=== Section Start ===

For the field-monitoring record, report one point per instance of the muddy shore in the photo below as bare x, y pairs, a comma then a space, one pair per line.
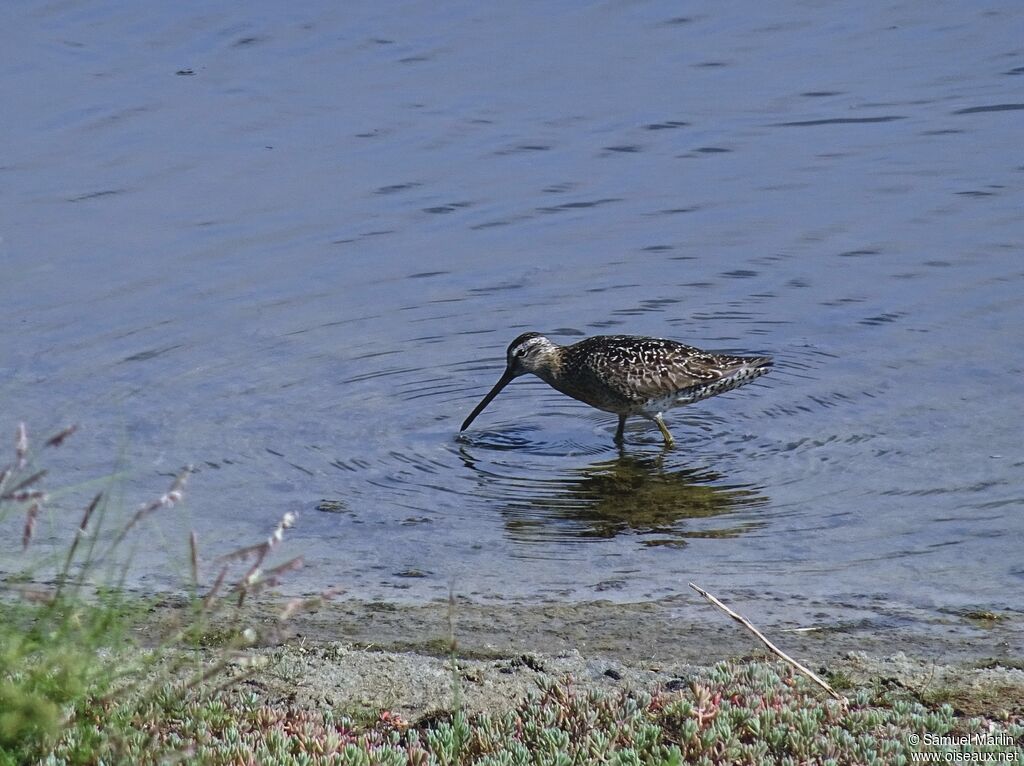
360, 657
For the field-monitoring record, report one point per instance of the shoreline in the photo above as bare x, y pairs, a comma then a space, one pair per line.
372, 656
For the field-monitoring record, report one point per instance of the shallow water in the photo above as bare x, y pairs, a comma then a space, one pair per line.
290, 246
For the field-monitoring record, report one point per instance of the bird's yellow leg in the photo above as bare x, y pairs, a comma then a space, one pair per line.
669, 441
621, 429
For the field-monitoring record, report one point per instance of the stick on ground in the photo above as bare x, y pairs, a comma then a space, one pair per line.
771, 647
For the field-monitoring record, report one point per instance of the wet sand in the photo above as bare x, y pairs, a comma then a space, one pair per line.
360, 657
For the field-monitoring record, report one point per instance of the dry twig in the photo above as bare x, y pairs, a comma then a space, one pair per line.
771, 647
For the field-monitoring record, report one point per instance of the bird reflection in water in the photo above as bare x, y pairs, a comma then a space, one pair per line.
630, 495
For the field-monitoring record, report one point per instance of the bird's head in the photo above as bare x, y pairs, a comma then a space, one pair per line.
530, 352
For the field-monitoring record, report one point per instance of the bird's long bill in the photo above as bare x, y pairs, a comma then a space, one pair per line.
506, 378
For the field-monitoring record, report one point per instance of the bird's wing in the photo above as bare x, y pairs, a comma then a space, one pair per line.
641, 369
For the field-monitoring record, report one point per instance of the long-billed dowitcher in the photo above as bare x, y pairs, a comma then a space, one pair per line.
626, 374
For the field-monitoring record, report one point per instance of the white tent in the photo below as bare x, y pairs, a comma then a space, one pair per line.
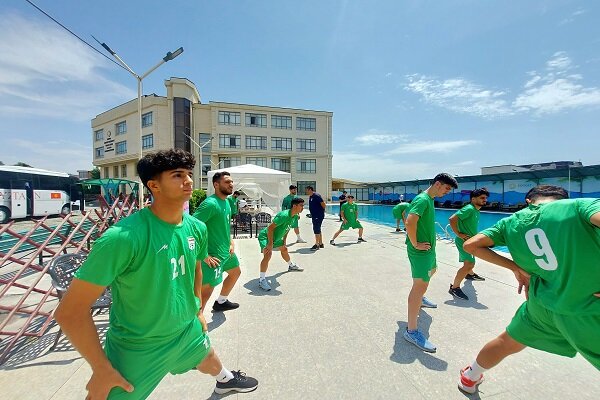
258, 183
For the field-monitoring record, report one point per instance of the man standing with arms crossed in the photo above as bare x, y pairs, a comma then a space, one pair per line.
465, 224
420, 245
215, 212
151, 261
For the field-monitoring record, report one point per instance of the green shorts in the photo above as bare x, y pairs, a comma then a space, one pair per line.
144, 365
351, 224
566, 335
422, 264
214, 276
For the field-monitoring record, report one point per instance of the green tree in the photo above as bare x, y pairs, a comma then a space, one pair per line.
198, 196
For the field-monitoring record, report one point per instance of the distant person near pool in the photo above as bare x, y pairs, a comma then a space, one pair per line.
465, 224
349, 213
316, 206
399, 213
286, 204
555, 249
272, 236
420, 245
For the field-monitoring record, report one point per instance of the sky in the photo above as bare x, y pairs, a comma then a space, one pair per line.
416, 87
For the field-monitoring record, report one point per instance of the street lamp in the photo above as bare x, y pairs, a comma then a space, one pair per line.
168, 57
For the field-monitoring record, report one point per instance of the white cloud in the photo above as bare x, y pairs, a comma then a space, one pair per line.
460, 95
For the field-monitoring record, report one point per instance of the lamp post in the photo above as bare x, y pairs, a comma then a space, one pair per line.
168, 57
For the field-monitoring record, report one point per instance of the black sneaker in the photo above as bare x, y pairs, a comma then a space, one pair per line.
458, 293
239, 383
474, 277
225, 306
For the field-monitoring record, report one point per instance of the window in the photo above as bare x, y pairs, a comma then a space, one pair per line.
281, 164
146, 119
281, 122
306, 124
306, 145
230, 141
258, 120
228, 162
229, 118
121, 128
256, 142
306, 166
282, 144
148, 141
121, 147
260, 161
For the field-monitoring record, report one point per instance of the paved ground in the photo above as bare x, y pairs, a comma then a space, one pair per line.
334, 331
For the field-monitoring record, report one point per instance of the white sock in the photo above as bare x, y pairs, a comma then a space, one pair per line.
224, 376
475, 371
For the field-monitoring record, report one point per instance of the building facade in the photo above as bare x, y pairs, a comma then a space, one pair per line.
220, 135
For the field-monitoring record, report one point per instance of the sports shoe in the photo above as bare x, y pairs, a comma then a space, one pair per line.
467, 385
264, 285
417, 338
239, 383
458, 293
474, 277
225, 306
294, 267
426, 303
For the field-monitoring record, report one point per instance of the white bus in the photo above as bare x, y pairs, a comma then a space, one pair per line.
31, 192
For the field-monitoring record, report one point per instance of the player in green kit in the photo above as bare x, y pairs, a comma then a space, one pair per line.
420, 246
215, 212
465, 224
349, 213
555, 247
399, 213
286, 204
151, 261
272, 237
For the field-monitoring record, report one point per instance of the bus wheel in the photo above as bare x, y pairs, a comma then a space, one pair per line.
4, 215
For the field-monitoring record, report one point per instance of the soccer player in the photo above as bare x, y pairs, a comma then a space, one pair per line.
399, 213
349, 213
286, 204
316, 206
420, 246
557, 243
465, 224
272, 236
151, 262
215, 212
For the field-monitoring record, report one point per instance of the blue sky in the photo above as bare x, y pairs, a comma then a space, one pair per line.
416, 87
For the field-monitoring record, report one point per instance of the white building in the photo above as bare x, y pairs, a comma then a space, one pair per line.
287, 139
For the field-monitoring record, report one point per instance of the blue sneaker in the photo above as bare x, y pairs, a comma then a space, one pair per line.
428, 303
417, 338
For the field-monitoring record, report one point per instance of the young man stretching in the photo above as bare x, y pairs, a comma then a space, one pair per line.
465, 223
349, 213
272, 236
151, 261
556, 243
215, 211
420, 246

=== Section End ===

▶ **Work to complete**:
Repeat every line above precisely; pictures do not belong in the copy.

▶ **Solution below**:
For the field-monitoring record, report one point per instance of the muddy shore in the photo below as bare x, y pairs, a comma then a space, one pair per line.
360, 657
For the field-monitoring record, report one point per instance of the shoreline in the photo above as bare x, y pairs, a comma then a space, one pair per line.
372, 656
For the field-monitoring record, report one point per instance of the shallow water in the photo above as bare x, y pairs, a comma then a space, one pair per line.
290, 246
For the field-monitoring record, report one point per instance of the bird's yellow leg in the photo above as bare x, y pairs, a comma then a space, one pair per line.
669, 441
621, 429
For the field-monitoring record, report one point per instance of the stick on ground in the photo above as bare x, y pairs, a comma then a space, one pair per line.
771, 647
For the field-monitoring record, report one point per instance of the wet sand in the photo above as bare x, y pairs, a comma then a space, one pair per line.
360, 657
For the field-monitoring record, report one point per instance of the dry twig in the photo above as bare x, y pairs, a comma then a space, one pair per line.
771, 647
For the field-monitoring record, report one point per instance of the bird reflection in water in the photo above as bare x, y pairs, a comma then a space, one pair per line.
630, 495
For the field-monitoring record, report one point per instance of the bird's head in the photo above as bare x, y pairs, a comma then a space, one pair per line.
530, 352
For the field-monitoring record, report one point per instance of the bird's long bill in the photo above as bare x, y pairs, a comma then a space, one pair per line.
506, 378
For the field-monitoring record, report one point per instance of the bird's wing in the photo above as bare x, y pairs, a comma then a space, one pair per line.
641, 369
For the field-monitoring record, report one point per instance of the long-billed dowitcher in the photo above as bare x, y pairs, a comma then a space, one pair per line.
626, 374
For the field-monitoring record, report one point per instance of the white tent in the photo below as bare x, y pairs, a comma then a space, one pair per line.
258, 183
For the field-monitoring record, report one point per instance of the man standing with arms crossed in the photo above as bare x, y pairs, a comma then a space, one pair per line.
465, 224
420, 245
215, 212
151, 261
For the field-monitoring record, report one point per instance of the green shorts in the photo above as bare x, y pairs, a comma then a space, one pair per line.
144, 365
351, 224
566, 335
422, 264
214, 276
For the field-monitoring record, report one point per instance of the green tree in the photo above as bare x, y pairs, a comma then a space, one pair per line.
198, 196
For the field-monitoring record, report one point per instance of the distant person near pool in the photo above as bare x, y pairs, a comma then a space, one pair per line.
465, 224
349, 213
316, 206
399, 213
286, 204
555, 249
272, 236
420, 245
For the field-monitoring record, report one point per instance of the sky in the photo above as bare x, y pairs, a comma then a space, one pair per line.
416, 87
For the field-monitoring record, report one point per instance of the street lamp in the photo above as bare x, y pairs, a comma then a space, one pair per line.
168, 57
For the field-monitoring record, report one point per instance of the white cloud in the photo above as bare x, y pairs, a comma then a space, one pair per line.
460, 95
For the field-monitoring record, report one point per instance of the lamp post in the photo above as bare x, y pairs, a comma then a space, one pair per line.
168, 57
For the field-monitoring record, report one point per instance of the black sneaker in the photo above as bare x, y pairs, a comma then a space, one pair per line.
458, 293
239, 383
474, 277
225, 306
For the field-monitoring record, report one point per instance of the window in the photo above as bare x, y pairs, a comma then a space, one pair per line.
281, 164
146, 119
281, 122
306, 124
306, 145
230, 141
258, 120
228, 162
229, 118
121, 128
256, 142
306, 166
282, 144
148, 141
121, 147
260, 161
For the field-monitoring record, report one point per instance of the paved ground in the photo above as bare x, y pairs, a comma then a space, one pair per line.
334, 331
For the field-monitoring record, report one point per instance of the white sock in the photo above as bare x, y pairs, a comma then a space, one pair per line.
224, 376
475, 371
For the field-monitoring record, report one point per instance of the building facade in the photo above as bare x, y pairs, a comma then a space, one pair per line.
220, 135
For the field-monitoring record, report one point per instance of the sports shoe in the photo above as bare x, y pairs, a comma then a space, one pair per line.
467, 385
264, 285
417, 338
239, 383
458, 293
474, 277
225, 306
294, 267
426, 303
For the field-monitoring record, report one point per instance of the white bus in the photo above as bare x, y pairs, a comma then a space, one pair per line.
31, 192
For the field-monitoring record, report one point per instance of the player in green kit in the photo above as bare x, y pairs, a comma then a space, one pair per line.
420, 246
215, 212
465, 224
349, 213
555, 247
399, 213
286, 204
151, 261
272, 237
For the field-monitoring record, report one point per instance of the bus wheel in the photo above as bare x, y pairs, a comma then a space, one pair per line.
4, 215
For the field-monitoring record, report one point per instance of the soccer player in the photo above as bare x, y pairs, a comma then a space, one pair per line.
399, 213
349, 213
286, 204
316, 206
420, 246
557, 243
465, 224
272, 236
151, 262
215, 212
For the field-monitoring record, report one point per instance of the blue sky in the photo above as bare x, y pairs, a comma then a space, one pair per line.
416, 87
For the field-monitoring record, report one point per instance of the white building in the photo above as bare x, y pairs, a comma then a space, one pair per line.
287, 139
For the field-monitoring record, report one point per instance of the blue sneaker in the photo above as bare x, y pairs, a comma then a space, one pair per line.
428, 303
417, 338
For the field-monitoring record, report one point per instance of the young man stretching in the photo above as bare x, y pairs, a comma then a space, one pair per line.
465, 223
349, 213
272, 236
151, 261
556, 243
215, 211
420, 246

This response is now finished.